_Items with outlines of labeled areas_
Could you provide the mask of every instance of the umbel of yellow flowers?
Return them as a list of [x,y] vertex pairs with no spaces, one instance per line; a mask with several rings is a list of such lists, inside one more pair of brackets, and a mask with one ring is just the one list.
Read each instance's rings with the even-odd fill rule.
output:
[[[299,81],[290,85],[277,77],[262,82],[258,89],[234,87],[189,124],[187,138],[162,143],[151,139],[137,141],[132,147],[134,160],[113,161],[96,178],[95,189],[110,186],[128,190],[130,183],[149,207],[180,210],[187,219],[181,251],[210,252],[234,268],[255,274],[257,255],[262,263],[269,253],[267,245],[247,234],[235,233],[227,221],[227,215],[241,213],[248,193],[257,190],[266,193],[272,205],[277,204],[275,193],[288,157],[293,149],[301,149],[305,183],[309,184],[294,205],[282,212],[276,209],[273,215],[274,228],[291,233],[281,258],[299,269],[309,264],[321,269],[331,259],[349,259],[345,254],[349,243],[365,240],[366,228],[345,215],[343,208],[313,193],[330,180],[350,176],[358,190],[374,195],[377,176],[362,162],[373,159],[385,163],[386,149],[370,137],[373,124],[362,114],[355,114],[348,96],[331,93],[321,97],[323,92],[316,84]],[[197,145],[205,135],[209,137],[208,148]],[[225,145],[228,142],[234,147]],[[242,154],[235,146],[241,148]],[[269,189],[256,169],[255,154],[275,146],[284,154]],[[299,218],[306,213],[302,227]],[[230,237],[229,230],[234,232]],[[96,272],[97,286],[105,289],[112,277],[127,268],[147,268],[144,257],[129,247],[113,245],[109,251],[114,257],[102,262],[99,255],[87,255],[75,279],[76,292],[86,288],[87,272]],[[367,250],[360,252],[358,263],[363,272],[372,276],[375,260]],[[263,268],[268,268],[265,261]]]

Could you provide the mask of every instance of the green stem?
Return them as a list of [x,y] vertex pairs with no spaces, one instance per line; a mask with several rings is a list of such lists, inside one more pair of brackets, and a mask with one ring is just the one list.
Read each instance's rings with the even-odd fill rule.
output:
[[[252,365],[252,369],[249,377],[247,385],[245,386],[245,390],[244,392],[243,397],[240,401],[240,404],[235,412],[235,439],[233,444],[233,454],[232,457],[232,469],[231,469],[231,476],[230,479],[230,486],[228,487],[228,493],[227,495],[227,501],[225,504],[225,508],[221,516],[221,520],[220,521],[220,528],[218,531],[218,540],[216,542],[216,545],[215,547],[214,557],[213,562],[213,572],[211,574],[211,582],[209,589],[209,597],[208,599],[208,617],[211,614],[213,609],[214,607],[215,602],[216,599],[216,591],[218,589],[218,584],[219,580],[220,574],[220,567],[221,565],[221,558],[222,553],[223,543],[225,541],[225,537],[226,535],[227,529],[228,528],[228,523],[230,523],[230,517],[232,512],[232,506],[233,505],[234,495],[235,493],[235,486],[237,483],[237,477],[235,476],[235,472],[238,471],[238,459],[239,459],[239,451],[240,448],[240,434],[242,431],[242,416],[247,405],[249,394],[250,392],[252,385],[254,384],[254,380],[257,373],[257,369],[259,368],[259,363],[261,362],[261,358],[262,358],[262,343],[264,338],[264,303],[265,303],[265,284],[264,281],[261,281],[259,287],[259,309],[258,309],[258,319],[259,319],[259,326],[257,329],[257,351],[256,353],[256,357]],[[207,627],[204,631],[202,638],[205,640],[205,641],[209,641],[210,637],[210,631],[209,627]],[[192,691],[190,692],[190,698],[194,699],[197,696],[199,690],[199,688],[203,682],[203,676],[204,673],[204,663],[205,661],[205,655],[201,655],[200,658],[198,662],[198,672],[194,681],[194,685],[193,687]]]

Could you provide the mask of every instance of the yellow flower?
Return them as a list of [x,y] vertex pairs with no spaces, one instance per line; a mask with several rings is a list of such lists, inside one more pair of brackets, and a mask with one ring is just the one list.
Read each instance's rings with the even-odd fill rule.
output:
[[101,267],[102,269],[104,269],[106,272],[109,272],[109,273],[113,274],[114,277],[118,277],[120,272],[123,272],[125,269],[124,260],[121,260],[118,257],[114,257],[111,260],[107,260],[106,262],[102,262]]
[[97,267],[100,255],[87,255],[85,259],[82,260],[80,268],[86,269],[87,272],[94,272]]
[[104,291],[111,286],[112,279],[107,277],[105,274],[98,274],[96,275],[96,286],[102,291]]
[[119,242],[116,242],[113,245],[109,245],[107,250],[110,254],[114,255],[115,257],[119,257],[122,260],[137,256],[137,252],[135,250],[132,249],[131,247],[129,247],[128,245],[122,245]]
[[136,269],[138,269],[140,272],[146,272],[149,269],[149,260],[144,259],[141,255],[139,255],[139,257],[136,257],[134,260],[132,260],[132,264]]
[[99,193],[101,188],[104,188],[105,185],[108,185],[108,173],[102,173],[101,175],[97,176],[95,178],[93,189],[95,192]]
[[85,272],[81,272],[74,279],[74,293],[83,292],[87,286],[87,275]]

_Job_
Recast every line of the items above as a single numbered list, one line per number, skipping the blank lines.

_Solution to this problem_
1. Could you provide the mask of every instance of the umbel of yellow flowers?
2. Return them as a list of [x,y] vertex pairs with no spaces, one instance per line; a mask with several rings is a list of such lists, inside one more pair of brackets, and a mask with one ring is just the one list.
3. Read each instance's rings with the even-odd fill rule.
4. output:
5. [[[299,81],[290,85],[277,77],[262,82],[258,89],[234,87],[189,124],[187,138],[162,143],[151,139],[137,141],[132,147],[134,160],[113,161],[96,178],[95,189],[110,186],[128,190],[130,183],[149,207],[180,210],[187,219],[181,251],[210,252],[234,268],[255,274],[257,255],[262,263],[269,253],[267,245],[247,234],[235,233],[227,221],[227,215],[241,213],[248,193],[257,190],[266,193],[272,205],[277,204],[275,193],[288,157],[293,149],[301,149],[305,183],[309,184],[294,205],[282,212],[276,209],[273,215],[274,228],[291,233],[281,258],[299,269],[309,264],[321,269],[331,259],[349,259],[345,254],[349,243],[365,240],[366,228],[345,215],[343,208],[313,193],[330,180],[350,176],[358,190],[374,195],[377,176],[362,162],[373,159],[385,163],[386,149],[370,137],[373,124],[362,114],[355,114],[348,96],[331,93],[321,97],[323,92],[316,84]],[[197,145],[205,135],[209,137],[208,148]],[[225,145],[228,142],[234,147]],[[242,154],[235,146],[241,148]],[[269,189],[256,169],[255,154],[275,146],[284,154]],[[299,218],[306,213],[302,227]],[[230,237],[229,230],[234,232]],[[96,272],[97,286],[105,289],[112,277],[127,268],[147,268],[144,257],[129,247],[113,245],[109,251],[114,257],[102,262],[99,255],[87,255],[75,279],[76,292],[86,288],[87,272]],[[367,250],[360,252],[358,263],[363,272],[372,276],[375,260]],[[263,268],[268,268],[265,261]]]
6. Could you provide the mask of every instance of the green stem?
7. Return them as a list of [x,y] vertex pairs with no spaces, one instance per line; a mask with several rings is a list of such lists, inside one more pair of brackets, and a mask with one ring is just the one list.
8. Read each instance's rings with the even-odd fill rule.
9. output:
10. [[[252,365],[252,369],[249,377],[247,385],[245,386],[245,390],[244,392],[243,397],[240,401],[240,404],[235,412],[235,439],[233,444],[233,454],[232,457],[232,469],[231,469],[231,476],[230,479],[230,486],[228,487],[228,493],[227,495],[227,501],[225,504],[225,508],[221,516],[221,520],[220,521],[220,528],[218,531],[218,540],[216,542],[216,545],[215,547],[214,557],[213,562],[213,572],[211,574],[211,582],[209,589],[209,597],[208,599],[208,617],[211,614],[213,609],[214,607],[215,602],[216,599],[216,591],[218,589],[218,584],[219,580],[220,574],[220,567],[221,565],[221,558],[222,553],[223,543],[225,541],[225,537],[226,535],[227,529],[228,528],[228,523],[230,523],[230,517],[232,512],[232,506],[233,505],[234,495],[235,493],[235,486],[237,483],[237,477],[235,476],[235,472],[238,471],[238,459],[239,459],[239,451],[240,448],[240,434],[242,431],[242,416],[247,405],[249,394],[250,392],[252,385],[254,384],[254,380],[257,373],[257,369],[259,368],[259,363],[261,362],[261,358],[262,358],[262,343],[264,338],[264,303],[265,303],[265,284],[264,281],[261,281],[259,287],[259,309],[258,309],[258,319],[259,319],[259,326],[257,329],[257,351],[256,353],[256,357]],[[207,627],[204,631],[202,638],[205,640],[205,641],[209,641],[210,637],[210,631],[209,627]],[[192,691],[190,692],[190,698],[194,699],[197,696],[199,690],[199,688],[203,682],[203,676],[204,673],[204,663],[205,661],[205,655],[201,655],[200,658],[198,662],[198,672],[194,681],[194,685],[193,687]]]
11. Could you provide the mask of every instance of the yellow flower?
12. Return them as a list of [x,y] vertex pairs with no spaces, one instance per line; a mask with several rings is a list of such lists, inside one more pair of brackets, and a mask with one ring is just the one list.
13. Read each instance's rings with the even-odd fill rule.
14. output:
15. [[101,267],[102,269],[104,269],[106,272],[109,272],[109,273],[113,274],[114,277],[118,277],[120,272],[123,272],[125,269],[124,260],[121,260],[118,257],[114,257],[111,260],[107,260],[106,262],[102,262]]
16. [[97,267],[100,255],[87,255],[85,259],[82,260],[80,268],[86,269],[87,272],[94,272]]
17. [[104,291],[111,286],[112,279],[107,277],[105,274],[98,274],[96,275],[96,286],[102,291]]
18. [[119,242],[116,242],[113,245],[109,245],[107,250],[110,254],[114,255],[115,257],[119,257],[122,260],[137,256],[137,252],[135,250],[132,249],[131,247],[129,247],[128,245],[122,245]]
19. [[136,269],[138,269],[140,272],[146,272],[149,269],[149,260],[144,259],[141,255],[139,255],[139,257],[136,257],[134,260],[132,260],[132,264]]
20. [[99,193],[101,188],[104,188],[105,185],[108,185],[108,173],[102,173],[101,175],[97,176],[95,178],[93,189],[95,192]]
21. [[85,272],[81,272],[74,279],[74,293],[83,292],[87,286],[87,275]]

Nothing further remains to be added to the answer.